[[ PASSAGE, beginning ]]

And you want to put yourself into that mind where you don’t know the answer, and then, okay. And then you finally do and the game is over. So you said you haven’t answered this question, and I’ve never been alive knowing the answer to this question. It’s always annoyed me. So it was based on one of your videos where you explained that there was a guy who went into. Who conducted research on a bank with the balance sheet to see if banks create credit, or if they loan out existing money as credit, or if they create money or they not money, they create credit or they don’t.

And this guy had to do a research project to figure out the answer to this question. And my question was, how can people not know the answer to this question? Because it’s the basic mechanism of today’s fiat system. Banks, are they lying to us? Or are they just really stupid and they don’t know? Or what is going on here? Okay, so the video you’re talking about is, mommy, where does money come from? And it’s about a research paper written by Professor Richard Werner, who damn well knew the answer before he did it. But he’s like, listen, we’ve had 100 years of argument back and forth over whether banks borrow money, sorry, whether banks create money out of thinner or whether they’re reaching into accounts or are they using pre existing money to make loans, yes or no? So he does this scientific experiment where he goes into a bank in Germany.

[[ PASSAGE, end ]]

Repeat, word for word, the part of the transcript that opens with the words containing "And you want" and closes with "or they don’t.". Draw only on the transcript above.

[[ MATERIAL SHOWN, beginning ]]

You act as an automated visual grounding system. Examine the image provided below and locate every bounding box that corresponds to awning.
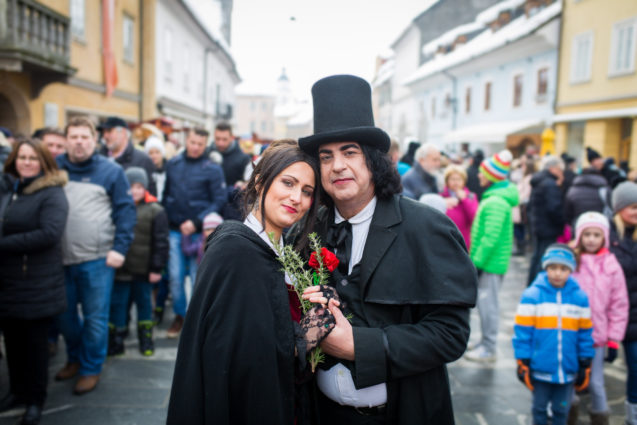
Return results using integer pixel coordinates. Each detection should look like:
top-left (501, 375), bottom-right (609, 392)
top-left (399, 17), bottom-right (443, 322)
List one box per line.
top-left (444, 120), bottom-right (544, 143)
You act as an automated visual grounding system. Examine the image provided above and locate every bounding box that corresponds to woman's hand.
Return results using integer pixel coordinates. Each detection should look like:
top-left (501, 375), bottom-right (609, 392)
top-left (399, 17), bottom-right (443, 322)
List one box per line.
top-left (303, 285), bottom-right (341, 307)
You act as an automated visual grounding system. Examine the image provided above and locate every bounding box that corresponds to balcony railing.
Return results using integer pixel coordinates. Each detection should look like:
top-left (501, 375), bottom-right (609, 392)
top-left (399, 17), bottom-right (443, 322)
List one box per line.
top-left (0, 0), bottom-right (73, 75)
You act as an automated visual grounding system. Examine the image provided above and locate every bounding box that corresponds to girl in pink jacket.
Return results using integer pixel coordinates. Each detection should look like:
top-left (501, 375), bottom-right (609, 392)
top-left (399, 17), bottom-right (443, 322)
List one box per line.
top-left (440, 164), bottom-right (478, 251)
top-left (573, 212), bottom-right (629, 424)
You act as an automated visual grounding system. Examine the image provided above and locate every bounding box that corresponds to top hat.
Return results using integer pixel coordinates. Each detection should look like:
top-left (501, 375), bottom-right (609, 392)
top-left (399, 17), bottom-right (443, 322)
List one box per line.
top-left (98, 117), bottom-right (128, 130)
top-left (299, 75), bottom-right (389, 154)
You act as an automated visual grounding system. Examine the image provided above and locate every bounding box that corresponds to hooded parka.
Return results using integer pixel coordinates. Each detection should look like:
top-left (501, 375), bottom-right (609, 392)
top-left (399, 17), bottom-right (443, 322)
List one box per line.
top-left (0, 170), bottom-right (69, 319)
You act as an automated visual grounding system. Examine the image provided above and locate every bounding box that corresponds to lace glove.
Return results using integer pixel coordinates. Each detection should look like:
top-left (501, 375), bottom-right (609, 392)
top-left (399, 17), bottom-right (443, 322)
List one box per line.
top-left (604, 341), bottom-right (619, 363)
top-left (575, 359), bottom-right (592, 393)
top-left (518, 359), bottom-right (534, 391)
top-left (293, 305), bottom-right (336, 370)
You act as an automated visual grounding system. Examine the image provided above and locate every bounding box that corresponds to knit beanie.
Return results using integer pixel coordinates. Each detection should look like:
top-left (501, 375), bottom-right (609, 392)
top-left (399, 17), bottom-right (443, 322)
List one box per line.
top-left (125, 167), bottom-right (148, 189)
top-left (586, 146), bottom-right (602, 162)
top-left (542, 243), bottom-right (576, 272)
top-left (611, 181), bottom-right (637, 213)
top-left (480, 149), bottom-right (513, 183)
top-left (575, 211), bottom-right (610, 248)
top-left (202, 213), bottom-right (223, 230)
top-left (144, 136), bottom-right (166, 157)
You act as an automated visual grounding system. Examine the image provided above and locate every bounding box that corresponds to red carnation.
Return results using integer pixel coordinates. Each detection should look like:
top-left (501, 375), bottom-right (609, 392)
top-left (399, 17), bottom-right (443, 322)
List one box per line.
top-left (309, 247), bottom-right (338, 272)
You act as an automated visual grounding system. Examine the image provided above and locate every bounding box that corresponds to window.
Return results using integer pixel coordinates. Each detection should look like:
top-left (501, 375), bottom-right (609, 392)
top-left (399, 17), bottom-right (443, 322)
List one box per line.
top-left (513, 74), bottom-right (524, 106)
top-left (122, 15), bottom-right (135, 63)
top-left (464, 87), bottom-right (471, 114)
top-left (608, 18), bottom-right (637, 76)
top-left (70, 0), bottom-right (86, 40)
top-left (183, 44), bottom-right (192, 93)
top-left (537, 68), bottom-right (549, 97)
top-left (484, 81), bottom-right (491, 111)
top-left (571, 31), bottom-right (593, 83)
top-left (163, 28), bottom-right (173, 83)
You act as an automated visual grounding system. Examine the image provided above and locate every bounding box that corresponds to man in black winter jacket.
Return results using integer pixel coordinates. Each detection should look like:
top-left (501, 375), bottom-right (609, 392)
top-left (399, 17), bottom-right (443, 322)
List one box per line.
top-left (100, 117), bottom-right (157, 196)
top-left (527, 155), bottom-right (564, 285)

[[ MATERIAL SHOWN, end ]]

■ **TASK ANSWER**:
And you want to put yourself into that mind where you don’t know the answer, and then, okay. And then you finally do and the game is over. So you said you haven’t answered this question, and I’ve never been alive knowing the answer to this question. It’s always annoyed me. So it was based on one of your videos where you explained that there was a guy who went into. Who conducted research on a bank with the balance sheet to see if banks create credit, or if they loan out existing money as credit, or if they create money or they not money, they create credit or they don’t.